Re: [Lmod-users] Question about startup module behavior
A Lua based environment module system that reads TCL modulefiles.
Brought to you by:
rtmclay
|
From: Shahzeb S. <sha...@lb...> - 2021-09-10 21:16:28
|
The `/etc/profile.d/zz-cray-pe.sh` script is written in this bizarre way which I personally don’t like. They define a list of modules in their init_module_list which is the startup modules loaded. I would have preferred Cray just provide a single modulefile that provides the startup but instead they tie Lmod configuration to external script to define list of modules
siddiq90@login01> cat /etc/profile.d/zz-cray-pe.sh
#! /bin/sh
###############################################################################
#
# /etc/bash.bashrc.local
# /etc/profile.d/zz-cray-pe.sh (RHEL systems)
#
# Initializes the Cray PE environment. To customize what modules are
# loaded by default, modify /etc/cray-pe.d/cray-pe-configuration.sh.
#
# Copyright 2021 Hewlett Packard Enterprise Development LP
#
###############################################################################
# Shasta PE images exist on UAI, UAN, NCN, and Compute nodes.
# NCNs don't use the Cray Programming Environment.

__Your objective__. According to the forum post, which file should be modified to change which modules the Cray PE environment loads by default?

__Stored rows__.
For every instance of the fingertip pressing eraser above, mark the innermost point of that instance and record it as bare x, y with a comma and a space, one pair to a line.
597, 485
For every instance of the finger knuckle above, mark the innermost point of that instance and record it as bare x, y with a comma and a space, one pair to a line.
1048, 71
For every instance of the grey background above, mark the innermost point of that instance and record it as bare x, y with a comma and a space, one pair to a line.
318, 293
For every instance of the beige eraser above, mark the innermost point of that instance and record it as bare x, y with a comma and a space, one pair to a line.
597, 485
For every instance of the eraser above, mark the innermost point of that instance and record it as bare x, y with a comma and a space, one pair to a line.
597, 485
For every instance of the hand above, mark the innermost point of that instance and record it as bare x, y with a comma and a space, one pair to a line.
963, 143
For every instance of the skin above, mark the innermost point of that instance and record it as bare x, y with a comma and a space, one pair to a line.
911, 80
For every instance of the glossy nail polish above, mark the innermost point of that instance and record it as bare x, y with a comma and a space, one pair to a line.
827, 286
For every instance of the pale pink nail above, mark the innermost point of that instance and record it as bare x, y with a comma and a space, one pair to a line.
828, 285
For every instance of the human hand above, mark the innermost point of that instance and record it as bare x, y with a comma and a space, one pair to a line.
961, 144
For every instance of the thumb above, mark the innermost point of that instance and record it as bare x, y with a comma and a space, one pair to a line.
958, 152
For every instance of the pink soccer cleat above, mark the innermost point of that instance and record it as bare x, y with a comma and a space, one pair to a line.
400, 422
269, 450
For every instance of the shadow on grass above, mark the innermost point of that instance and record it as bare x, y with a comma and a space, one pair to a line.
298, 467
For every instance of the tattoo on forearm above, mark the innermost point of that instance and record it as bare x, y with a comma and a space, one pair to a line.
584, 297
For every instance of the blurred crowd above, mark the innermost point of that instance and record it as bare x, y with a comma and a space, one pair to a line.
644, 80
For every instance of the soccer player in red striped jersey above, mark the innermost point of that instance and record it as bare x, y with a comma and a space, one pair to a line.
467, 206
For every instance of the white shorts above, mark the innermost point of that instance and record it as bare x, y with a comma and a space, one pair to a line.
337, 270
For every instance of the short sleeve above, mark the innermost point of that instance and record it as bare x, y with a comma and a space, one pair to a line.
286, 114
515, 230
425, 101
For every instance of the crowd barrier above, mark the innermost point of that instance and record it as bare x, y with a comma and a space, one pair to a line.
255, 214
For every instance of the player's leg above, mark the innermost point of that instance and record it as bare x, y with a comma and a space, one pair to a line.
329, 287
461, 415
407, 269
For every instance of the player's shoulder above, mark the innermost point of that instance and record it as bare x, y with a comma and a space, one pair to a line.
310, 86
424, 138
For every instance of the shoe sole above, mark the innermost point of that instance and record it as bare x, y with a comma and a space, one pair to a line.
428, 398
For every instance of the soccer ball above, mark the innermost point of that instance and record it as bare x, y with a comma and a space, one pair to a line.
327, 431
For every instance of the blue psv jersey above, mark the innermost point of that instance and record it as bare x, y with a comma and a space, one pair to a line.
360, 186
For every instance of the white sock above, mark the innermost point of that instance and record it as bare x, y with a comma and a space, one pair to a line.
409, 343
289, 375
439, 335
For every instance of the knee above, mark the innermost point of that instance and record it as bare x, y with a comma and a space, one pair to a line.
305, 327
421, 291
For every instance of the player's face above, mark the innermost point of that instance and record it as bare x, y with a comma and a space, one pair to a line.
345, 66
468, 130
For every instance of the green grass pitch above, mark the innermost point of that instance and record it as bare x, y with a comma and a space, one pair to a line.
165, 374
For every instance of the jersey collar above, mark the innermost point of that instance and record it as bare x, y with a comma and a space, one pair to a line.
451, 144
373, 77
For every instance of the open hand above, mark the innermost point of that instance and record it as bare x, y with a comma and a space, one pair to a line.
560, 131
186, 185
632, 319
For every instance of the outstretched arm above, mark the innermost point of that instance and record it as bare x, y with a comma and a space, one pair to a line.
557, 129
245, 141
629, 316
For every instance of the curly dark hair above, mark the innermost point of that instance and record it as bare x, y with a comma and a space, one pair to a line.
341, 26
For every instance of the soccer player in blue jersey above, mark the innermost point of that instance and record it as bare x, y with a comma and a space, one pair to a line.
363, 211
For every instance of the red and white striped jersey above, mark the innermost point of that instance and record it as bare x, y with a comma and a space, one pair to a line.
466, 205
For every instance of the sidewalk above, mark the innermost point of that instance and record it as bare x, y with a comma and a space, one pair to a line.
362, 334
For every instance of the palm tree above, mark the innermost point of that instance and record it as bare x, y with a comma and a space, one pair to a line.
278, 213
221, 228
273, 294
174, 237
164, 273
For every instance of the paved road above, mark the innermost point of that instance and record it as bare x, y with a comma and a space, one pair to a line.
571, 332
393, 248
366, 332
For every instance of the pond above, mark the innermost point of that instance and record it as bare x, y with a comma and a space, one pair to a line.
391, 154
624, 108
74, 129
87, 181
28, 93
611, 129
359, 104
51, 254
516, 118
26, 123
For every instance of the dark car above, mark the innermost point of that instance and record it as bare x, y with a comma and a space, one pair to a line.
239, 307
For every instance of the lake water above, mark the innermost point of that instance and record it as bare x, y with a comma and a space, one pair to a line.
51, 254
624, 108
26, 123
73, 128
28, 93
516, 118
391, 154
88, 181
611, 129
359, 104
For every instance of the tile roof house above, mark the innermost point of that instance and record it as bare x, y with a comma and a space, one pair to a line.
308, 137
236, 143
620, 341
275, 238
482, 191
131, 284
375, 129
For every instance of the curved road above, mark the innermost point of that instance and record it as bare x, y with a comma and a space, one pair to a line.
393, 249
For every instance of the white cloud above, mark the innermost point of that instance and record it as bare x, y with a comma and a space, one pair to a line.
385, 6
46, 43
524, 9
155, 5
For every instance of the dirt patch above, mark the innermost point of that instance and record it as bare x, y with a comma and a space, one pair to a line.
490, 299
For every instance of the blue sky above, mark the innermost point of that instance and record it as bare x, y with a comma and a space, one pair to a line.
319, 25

__Answer to the task__. /etc/cray-pe.d/cray-pe-configuration.sh